◆ **REQUIREMENT**: Without including the images, transcribe each record precisely as it appears below.

▼

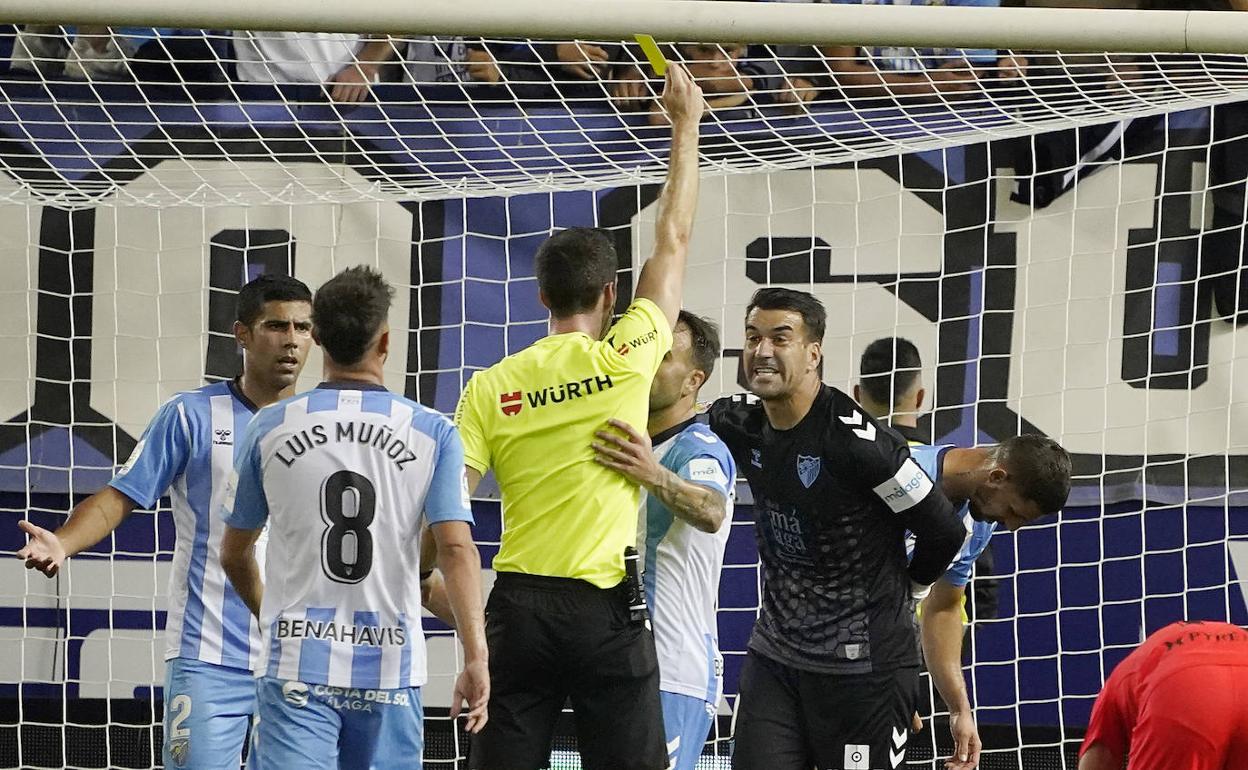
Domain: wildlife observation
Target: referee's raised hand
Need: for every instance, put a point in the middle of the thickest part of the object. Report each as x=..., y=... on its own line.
x=682, y=97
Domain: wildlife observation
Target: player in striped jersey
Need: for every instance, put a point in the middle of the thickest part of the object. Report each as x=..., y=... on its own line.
x=1014, y=483
x=345, y=477
x=187, y=452
x=687, y=512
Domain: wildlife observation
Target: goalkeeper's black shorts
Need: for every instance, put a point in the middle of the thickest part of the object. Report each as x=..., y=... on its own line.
x=789, y=719
x=554, y=640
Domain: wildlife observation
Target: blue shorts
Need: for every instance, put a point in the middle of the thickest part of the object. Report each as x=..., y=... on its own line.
x=312, y=725
x=687, y=723
x=207, y=711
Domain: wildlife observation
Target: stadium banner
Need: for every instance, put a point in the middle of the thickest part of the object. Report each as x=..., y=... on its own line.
x=1093, y=312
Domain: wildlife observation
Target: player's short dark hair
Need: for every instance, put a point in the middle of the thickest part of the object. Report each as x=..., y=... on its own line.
x=1040, y=467
x=703, y=341
x=814, y=317
x=889, y=368
x=572, y=267
x=348, y=310
x=268, y=287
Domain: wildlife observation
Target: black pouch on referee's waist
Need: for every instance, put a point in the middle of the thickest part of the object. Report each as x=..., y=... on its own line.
x=634, y=593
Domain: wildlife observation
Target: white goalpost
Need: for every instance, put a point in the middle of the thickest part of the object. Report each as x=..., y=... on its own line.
x=1050, y=204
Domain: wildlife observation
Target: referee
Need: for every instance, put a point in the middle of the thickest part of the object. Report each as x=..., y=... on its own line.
x=558, y=620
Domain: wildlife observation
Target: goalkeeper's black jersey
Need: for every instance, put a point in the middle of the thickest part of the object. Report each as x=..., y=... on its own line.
x=833, y=499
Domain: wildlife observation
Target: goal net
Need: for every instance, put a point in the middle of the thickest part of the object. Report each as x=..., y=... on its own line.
x=1061, y=235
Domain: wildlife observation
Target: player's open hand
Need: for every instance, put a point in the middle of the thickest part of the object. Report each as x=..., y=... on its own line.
x=472, y=687
x=352, y=82
x=43, y=552
x=966, y=741
x=628, y=451
x=682, y=97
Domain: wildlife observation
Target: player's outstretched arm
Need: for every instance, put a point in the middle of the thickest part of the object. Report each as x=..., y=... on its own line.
x=461, y=567
x=92, y=519
x=633, y=456
x=1100, y=756
x=433, y=585
x=941, y=628
x=663, y=275
x=238, y=562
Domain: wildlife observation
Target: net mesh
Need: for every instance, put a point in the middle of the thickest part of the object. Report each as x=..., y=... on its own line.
x=453, y=116
x=1065, y=247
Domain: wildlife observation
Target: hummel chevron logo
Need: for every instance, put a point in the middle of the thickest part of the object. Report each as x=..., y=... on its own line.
x=866, y=433
x=899, y=738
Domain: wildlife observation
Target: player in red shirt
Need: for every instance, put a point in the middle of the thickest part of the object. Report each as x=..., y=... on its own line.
x=1179, y=701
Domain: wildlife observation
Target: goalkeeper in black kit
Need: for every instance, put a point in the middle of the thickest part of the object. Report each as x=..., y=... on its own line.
x=833, y=669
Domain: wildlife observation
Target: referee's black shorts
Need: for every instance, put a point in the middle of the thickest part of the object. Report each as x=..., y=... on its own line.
x=789, y=719
x=553, y=640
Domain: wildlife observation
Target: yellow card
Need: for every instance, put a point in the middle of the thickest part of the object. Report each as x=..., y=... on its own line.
x=653, y=54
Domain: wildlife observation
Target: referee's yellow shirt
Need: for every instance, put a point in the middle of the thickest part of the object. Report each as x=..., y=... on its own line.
x=532, y=418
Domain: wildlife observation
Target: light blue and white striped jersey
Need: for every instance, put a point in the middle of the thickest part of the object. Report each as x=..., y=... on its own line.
x=187, y=451
x=683, y=564
x=931, y=459
x=343, y=474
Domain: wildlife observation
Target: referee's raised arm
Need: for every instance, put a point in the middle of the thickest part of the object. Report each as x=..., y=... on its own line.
x=565, y=618
x=663, y=276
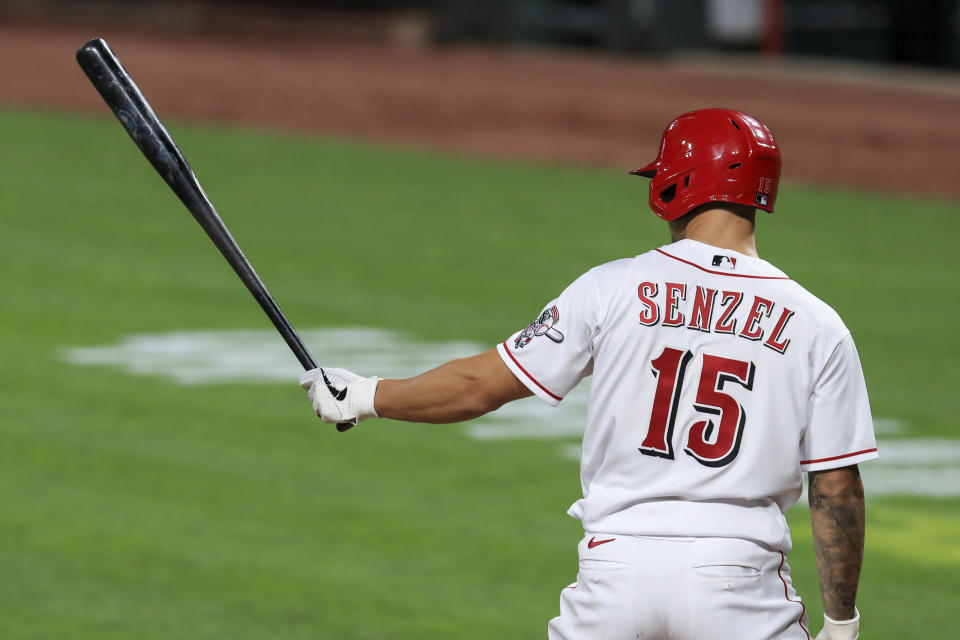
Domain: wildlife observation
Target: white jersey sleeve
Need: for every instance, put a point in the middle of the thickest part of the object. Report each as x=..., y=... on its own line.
x=840, y=429
x=555, y=352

▲

◆ **ANSWER SECTION**:
Domain: wildlife observation
Target: referee's raised hand
Need: for every instance, put a point in the middle of the thickest part of the object. Report each as x=..., y=... on its own line.
x=682, y=97
Domain: wildlife observation
Target: player in striped jersey
Need: for every instance, put a point in the middle of the thickest part of the object. Report each as x=..., y=... on its own line.
x=1014, y=483
x=345, y=477
x=187, y=452
x=687, y=512
Domain: wildlife observation
Target: goalkeeper's black shorts
Need: for every instance, put a point in the middle of the thickest part of the object. Report each as x=..., y=... on its own line.
x=789, y=719
x=554, y=640
Domain: wildlife observation
Target: blue shorts
Need: for every instance, put a point in the middle of the thickest part of the object. Report each as x=..., y=... on its own line.
x=312, y=725
x=687, y=723
x=207, y=711
Domain: wildlife observation
Target: stadium banner
Need: for every instance, put a point in the middle of the thickest part of the object. Report each as x=..., y=... on its own line.
x=1093, y=312
Domain: wildlife observation
Target: player's short dark hair
Need: for every instance, put a point in the middle of the thickest part of the object. Report each as x=..., y=... on its own line.
x=1040, y=467
x=703, y=341
x=814, y=317
x=889, y=368
x=572, y=267
x=348, y=310
x=268, y=287
Domain: wildlife observation
Target: black pouch on referee's waist
Need: for every instance, put a point in the middle of the thickest part of the object. Report each as x=..., y=... on its own line.
x=634, y=593
Domain: wildlife observation
Target: white goalpost
Need: for every instance, put a point in the middle of the thickest part of the object. Report each as x=..., y=... on its own line.
x=1050, y=204
Domain: wildlife observation
Target: referee
Need: for every instance, put a point in the middle of the thickest part of the object. Report each as x=..., y=... on its own line.
x=558, y=620
Domain: wildlife observation
Target: goalkeeper's black jersey
Need: for every instance, put a point in the middle of the thickest part of the object. Report each as x=..., y=... on its own line.
x=833, y=499
Domain: wildlife observation
Target: goal net
Need: for every instance, put a point in the middle of the thickest part of the object. Report each as x=..., y=... on its own line.
x=1061, y=235
Domain: wildlife observation
Target: player's open hand
Need: for every instance, put a point in the middle of the thickest part of the object. Report each as x=..., y=... on its own line.
x=472, y=687
x=352, y=82
x=43, y=552
x=966, y=741
x=628, y=451
x=682, y=97
Domain: wildlife observation
Target: player's outstretched arm
Need: for every instance, put a point in the middle of the thickest part of the object. Report each as x=..., y=... on its own line.
x=461, y=567
x=92, y=519
x=633, y=456
x=1100, y=756
x=433, y=585
x=941, y=628
x=663, y=275
x=238, y=562
Domain: wildlife observation
Target: net mesh
Need: for every instance, put a point in the middle of the thickest part of the object. Report each as x=..., y=... on its own line.
x=453, y=116
x=1065, y=247
Domain: wildlife observation
Target: hummel chevron logo
Need: for every instance, put a point in the middle of the thickest part of the object. Report each as x=..., y=... on its own line.
x=866, y=433
x=899, y=738
Domain: wildlife observation
Target: player in red shirt
Need: for every instance, put a point in the middle of the thickest part of the object. Report each as x=..., y=... on its own line.
x=1179, y=701
Domain: wildlife observation
Target: goalkeeper in black kit
Need: for every instance, put a point in the middle of the thickest part of the object. Report each as x=..., y=... on its own line.
x=833, y=669
Domain: wildlife observation
Target: referee's black shorts
Need: for every instance, put a point in the middle of the thickest part of the object. Report each as x=..., y=... on its own line.
x=789, y=719
x=553, y=640
Domain: wildlife observation
Target: yellow card
Need: for every instance, put a point in the middle of the thickest part of the object. Report each as x=..., y=... on its own line.
x=653, y=54
Domain: wildlife observation
Target: referee's yellow shirt
Need: for every instance, put a point in the middle of the thickest part of the object. Report each as x=..., y=... on its own line.
x=532, y=418
Domain: wildlife observation
Target: light blue and white striped jersey
Need: for every instance, put a point in the middle of the thickest part of the object. Report each as x=..., y=... on its own line.
x=187, y=451
x=683, y=564
x=931, y=459
x=343, y=474
Domain: wildlife observation
Target: referee's raised arm
Need: for every instance, put a point in the middle of the thickest part of the object. Report each as x=..., y=... on its own line.
x=565, y=618
x=663, y=276
Domain: wildlife observation
Target: white jersey sleeve
Need: for every instance, put a point in the middle of the thickest part of the object. Report each as x=..., y=... on its own line.
x=840, y=429
x=555, y=352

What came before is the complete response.